§ **Given passage**:
That's not to say that ASMR roleplays have traditionally been rooted in reality. Historical roleplays about world events, celebrity roleplays and sci-fi and fantasy scenarios have long been a part of the art form. You might even say a lot of romantic roleplays offer up unrealistic fantasies. The difference between those roleplays and the subject of this post is that as many mundane activities have become impossible in most people's lives, the definition of 'realistic' has shifted. Getting a haircut, especially as portrayed in ASMR videos, is, for now, largely a thing of the past. This gives these videos an eerie feeling they didn't have before. The context in which they are being created has changed the tone from sharing an everyday activity to essentially being period pieces, being set in a time before close, personal interaction became dangerous. Maybe they're even set in an alternate reality where the virus never existed.

§ **Stored records**:

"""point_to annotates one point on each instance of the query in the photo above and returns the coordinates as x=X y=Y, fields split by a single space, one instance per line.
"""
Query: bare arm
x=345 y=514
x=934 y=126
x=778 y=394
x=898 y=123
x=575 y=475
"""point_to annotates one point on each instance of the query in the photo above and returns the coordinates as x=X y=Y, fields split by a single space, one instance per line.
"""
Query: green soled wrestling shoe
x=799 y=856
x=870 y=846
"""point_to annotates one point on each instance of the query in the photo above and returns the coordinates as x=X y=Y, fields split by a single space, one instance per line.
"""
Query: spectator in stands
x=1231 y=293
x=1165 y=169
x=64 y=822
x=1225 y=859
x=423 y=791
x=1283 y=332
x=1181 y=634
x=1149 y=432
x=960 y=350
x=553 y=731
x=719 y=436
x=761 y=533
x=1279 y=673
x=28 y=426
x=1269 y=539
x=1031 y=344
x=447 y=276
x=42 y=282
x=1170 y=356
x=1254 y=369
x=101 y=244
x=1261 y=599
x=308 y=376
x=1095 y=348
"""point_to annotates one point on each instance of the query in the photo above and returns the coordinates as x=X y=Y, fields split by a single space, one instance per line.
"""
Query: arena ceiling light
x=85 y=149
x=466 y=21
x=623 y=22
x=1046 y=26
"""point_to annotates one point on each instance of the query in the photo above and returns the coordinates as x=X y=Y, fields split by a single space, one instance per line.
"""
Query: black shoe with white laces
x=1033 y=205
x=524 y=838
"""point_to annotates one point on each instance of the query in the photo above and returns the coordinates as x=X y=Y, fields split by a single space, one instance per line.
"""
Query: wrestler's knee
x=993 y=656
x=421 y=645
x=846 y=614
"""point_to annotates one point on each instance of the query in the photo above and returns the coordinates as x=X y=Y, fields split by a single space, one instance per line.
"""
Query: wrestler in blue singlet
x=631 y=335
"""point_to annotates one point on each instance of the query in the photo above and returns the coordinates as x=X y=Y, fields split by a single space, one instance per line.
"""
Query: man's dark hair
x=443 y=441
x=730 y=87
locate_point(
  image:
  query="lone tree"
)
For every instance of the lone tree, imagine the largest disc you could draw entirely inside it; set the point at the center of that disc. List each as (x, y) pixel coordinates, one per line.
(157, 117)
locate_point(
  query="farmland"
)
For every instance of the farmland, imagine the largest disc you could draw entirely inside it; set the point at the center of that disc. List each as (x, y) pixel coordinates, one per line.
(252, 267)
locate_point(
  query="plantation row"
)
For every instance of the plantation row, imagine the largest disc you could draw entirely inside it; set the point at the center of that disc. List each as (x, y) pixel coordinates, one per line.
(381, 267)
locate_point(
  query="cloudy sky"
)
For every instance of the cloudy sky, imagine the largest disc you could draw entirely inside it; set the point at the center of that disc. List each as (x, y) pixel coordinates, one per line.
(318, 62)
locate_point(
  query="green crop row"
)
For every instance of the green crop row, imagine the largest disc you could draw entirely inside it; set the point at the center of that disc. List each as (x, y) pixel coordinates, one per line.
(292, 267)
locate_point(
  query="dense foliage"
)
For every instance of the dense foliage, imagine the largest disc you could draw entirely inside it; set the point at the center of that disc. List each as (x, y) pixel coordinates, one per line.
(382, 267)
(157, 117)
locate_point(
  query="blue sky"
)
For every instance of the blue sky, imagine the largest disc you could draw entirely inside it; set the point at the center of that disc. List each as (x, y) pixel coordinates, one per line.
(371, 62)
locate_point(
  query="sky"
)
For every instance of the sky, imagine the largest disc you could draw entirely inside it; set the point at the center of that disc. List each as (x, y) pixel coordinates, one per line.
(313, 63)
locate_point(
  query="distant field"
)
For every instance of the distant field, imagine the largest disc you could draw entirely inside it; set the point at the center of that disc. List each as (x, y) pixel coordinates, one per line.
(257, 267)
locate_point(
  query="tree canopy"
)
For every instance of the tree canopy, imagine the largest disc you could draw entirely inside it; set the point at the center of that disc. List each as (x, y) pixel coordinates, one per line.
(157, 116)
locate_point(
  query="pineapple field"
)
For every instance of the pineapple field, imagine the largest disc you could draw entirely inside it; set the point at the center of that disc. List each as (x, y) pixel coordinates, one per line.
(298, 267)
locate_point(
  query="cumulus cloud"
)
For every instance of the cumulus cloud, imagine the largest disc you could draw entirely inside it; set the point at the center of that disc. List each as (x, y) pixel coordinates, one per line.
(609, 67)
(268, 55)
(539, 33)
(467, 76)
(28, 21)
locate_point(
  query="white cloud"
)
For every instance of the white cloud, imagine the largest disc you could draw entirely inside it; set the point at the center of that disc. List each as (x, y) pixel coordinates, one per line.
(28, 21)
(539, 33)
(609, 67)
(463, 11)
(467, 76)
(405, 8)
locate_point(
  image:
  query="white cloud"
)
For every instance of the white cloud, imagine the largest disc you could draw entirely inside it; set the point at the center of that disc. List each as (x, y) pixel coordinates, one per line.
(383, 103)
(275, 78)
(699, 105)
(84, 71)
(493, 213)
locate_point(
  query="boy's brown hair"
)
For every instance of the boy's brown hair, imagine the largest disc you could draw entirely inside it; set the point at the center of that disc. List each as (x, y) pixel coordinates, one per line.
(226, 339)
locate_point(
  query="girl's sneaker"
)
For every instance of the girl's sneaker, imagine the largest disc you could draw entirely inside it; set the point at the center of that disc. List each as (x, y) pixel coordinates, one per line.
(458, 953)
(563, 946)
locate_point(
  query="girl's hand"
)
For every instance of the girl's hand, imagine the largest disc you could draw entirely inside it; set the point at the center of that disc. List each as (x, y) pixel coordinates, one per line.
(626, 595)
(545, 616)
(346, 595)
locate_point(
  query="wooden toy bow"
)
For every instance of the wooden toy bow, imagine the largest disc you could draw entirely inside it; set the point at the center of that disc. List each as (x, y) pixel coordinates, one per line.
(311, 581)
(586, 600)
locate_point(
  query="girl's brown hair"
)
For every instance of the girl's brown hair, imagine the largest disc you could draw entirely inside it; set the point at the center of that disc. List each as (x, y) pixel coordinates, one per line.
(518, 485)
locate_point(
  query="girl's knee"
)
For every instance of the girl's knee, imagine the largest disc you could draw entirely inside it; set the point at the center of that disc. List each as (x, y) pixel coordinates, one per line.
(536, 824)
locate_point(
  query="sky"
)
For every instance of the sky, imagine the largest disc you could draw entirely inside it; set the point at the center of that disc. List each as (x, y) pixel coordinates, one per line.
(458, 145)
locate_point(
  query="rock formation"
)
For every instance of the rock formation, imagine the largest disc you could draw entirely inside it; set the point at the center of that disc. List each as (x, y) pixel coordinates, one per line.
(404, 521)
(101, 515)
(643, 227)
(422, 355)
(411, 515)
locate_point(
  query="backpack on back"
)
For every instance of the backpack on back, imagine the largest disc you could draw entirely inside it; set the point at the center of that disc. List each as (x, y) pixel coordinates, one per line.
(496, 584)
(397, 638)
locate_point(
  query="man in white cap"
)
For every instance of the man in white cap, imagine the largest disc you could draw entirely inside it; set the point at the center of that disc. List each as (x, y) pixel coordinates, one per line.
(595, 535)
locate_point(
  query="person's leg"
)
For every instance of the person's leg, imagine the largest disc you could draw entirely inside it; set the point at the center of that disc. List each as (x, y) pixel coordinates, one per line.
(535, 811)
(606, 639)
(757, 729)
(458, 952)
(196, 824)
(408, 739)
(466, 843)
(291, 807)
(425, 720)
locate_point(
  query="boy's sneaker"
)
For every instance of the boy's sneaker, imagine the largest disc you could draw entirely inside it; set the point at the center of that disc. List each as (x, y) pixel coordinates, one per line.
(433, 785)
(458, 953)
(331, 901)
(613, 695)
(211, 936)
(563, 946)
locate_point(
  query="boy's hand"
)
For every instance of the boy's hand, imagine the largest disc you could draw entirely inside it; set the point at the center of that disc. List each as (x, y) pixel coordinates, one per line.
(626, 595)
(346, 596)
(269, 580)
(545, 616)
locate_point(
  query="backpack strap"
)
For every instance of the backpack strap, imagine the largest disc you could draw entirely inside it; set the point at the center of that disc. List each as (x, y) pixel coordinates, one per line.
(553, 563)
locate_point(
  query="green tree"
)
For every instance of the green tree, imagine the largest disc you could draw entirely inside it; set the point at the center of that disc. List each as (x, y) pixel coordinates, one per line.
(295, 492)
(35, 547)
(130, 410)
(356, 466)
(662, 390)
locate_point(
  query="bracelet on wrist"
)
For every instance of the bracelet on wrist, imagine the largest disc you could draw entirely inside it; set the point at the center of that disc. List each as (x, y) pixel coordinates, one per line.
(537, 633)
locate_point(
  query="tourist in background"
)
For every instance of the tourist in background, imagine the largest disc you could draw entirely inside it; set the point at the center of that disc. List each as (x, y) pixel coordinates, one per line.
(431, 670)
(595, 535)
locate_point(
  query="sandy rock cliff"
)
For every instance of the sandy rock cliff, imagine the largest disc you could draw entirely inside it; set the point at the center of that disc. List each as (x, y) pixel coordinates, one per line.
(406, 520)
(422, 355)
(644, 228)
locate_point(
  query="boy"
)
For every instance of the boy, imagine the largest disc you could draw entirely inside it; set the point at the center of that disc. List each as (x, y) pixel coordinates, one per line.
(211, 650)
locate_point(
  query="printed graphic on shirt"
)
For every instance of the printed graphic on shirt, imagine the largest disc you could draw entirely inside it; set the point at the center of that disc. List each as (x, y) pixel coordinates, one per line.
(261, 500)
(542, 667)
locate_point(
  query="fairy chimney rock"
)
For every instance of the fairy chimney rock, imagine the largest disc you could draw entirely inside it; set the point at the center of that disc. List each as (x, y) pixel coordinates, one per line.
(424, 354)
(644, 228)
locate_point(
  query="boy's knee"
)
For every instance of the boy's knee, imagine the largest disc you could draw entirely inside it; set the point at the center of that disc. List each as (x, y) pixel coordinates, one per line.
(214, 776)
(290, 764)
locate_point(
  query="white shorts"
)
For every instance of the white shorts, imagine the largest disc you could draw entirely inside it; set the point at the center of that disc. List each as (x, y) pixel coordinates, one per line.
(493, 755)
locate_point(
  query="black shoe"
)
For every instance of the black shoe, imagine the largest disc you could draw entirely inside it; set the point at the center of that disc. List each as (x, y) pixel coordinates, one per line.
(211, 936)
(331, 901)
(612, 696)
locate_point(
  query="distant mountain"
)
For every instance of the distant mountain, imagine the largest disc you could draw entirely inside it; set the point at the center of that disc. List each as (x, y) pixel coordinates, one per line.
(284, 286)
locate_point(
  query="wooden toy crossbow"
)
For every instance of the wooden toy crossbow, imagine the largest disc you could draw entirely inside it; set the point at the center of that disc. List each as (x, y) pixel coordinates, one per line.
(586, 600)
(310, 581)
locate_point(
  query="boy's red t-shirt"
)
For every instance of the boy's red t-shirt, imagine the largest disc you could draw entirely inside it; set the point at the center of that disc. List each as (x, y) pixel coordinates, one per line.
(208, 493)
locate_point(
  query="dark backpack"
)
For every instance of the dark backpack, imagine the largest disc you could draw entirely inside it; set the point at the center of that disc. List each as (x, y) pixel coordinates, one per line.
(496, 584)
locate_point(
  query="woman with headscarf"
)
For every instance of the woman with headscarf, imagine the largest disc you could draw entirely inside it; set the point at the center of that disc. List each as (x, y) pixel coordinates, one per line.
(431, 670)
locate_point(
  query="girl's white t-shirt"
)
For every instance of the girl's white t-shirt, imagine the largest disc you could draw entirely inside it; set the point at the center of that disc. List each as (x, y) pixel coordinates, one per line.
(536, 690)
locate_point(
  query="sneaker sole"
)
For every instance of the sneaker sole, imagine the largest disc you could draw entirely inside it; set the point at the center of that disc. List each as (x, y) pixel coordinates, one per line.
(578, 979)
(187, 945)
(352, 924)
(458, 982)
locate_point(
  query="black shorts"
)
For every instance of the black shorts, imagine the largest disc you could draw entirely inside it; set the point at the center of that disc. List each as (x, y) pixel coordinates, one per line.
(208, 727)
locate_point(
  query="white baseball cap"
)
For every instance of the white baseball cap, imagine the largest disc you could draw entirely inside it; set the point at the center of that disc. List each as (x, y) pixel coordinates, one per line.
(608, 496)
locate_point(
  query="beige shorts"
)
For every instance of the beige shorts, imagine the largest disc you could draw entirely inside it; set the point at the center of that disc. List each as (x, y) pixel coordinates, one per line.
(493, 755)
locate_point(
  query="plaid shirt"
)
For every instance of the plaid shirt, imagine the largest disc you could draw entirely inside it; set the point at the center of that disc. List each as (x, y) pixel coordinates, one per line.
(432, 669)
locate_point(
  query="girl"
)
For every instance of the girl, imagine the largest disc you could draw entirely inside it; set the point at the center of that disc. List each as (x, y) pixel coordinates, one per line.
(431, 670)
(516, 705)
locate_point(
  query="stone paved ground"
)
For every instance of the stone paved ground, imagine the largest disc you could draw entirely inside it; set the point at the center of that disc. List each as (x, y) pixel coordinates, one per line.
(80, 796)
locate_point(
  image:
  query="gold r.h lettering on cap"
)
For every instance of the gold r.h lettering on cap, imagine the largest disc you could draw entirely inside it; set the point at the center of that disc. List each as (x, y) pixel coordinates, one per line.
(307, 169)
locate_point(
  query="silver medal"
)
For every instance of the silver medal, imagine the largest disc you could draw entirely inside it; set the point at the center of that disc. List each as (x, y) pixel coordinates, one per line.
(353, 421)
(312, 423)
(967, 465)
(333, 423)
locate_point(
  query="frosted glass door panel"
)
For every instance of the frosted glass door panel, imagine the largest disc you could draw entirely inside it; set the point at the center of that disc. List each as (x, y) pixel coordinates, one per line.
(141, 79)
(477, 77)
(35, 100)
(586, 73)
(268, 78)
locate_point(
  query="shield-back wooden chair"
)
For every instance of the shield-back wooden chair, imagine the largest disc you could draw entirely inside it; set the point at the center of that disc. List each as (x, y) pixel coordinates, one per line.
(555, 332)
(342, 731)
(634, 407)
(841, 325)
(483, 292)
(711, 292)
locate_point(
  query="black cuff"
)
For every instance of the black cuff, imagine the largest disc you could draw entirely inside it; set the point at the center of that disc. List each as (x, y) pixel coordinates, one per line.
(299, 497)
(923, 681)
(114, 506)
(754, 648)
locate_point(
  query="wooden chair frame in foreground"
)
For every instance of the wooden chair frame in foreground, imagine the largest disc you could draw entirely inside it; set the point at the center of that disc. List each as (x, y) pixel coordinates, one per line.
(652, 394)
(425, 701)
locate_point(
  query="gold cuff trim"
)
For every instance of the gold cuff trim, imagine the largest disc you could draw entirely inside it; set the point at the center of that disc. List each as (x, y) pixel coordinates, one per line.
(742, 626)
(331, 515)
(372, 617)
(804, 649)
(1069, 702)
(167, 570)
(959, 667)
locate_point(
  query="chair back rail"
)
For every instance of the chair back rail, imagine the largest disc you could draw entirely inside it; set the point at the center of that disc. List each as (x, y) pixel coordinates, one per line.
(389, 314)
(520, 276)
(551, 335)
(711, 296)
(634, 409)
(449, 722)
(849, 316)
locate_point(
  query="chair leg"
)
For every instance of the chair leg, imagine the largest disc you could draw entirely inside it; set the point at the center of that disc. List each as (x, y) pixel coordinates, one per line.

§ **Questions to answer**:
A – In the passage on ASMR roleplays, which everyday activity is called, for now, largely a thing of the past?
B – Extend the passage on ASMR roleplays, starting after its last sentence.

§ **Task results**:
A – Getting a haircut, especially as portrayed in ASMR videos.

B –
Self-awareness is a common tool of ASMR videos. There's often a need to prioritize the triggering of ASMR over maintaining verisimilitude in the roleplay. A salesperson character who is showing the viewer a product might tap on it for extended periods, something which could come across as awkward and unsettling in real life. Fictional roleplays (as opposed to roleplays where the ASMRtist is, for example, performing real massage on a model/friend) are rarely expected to be fully accepted as real by the audience, but for better immersion, they should be able to employ some level of suspension of disbelief. When this gap between realism and suspension of disbelief becomes too wide, we reach an uncanny valley.
There are three main categories for ASMR roleplays based on the level to which they co-exist with reality:
- Roleplays which are possible and are presented as such. These include normal activities which are portrayed as existing in real life and are reasonably accessible to the audience. Things like talking to a receptionist, seeing a doctor or booking a flight.
- Roleplays which are not possible but are not presented as such. These include historical or fantastical scenarios which the viewer would never find themselves in, but the subject matter is treated as fictional. Things like living in Ancient Rome, talking to an AI supercomputer on a spaceship or being kidnapped by pirates.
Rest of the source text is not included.